*** Opening of Given information ***

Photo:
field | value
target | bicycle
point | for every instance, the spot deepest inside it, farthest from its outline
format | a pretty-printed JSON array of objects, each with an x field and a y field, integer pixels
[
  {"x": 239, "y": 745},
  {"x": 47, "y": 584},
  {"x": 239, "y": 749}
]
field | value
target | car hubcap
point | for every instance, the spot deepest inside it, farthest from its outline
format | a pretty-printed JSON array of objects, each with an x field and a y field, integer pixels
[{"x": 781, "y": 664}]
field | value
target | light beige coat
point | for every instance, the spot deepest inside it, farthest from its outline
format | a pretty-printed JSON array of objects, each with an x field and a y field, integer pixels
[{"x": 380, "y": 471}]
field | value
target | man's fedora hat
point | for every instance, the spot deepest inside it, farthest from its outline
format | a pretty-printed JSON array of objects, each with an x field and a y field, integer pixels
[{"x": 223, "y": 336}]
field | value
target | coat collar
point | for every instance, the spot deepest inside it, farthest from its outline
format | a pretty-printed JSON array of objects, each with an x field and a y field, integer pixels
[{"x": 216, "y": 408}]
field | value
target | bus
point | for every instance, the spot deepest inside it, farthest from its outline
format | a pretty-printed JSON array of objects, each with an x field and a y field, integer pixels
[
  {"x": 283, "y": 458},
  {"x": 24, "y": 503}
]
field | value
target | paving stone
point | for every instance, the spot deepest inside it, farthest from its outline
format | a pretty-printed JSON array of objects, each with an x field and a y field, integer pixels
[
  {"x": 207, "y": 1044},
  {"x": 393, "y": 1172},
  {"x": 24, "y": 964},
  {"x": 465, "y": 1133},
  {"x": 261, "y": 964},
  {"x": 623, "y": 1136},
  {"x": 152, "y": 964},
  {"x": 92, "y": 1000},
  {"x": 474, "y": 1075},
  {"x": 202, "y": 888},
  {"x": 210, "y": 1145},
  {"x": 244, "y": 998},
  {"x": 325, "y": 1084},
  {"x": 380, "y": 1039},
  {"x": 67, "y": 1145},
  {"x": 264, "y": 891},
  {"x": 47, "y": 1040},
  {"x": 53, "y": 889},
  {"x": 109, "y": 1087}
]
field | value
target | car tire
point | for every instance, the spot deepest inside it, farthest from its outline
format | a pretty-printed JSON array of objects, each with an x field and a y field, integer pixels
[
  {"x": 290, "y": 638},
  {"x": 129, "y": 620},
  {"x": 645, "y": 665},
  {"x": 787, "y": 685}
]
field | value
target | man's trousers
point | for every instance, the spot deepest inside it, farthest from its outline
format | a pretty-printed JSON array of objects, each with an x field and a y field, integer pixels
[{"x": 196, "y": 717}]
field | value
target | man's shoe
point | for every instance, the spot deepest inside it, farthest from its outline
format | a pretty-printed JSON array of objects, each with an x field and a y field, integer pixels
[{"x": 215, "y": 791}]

*** Close of Given information ***

What is required:
Search the material above for the string "target", and copy every line in which it turns up.

Answer to this problem:
target | bicycle
target | car hubcap
target | light beige coat
target | man's fedora hat
target | coat collar
target | bus
target | paving stone
target | car tire
target | man's trousers
target | man's shoe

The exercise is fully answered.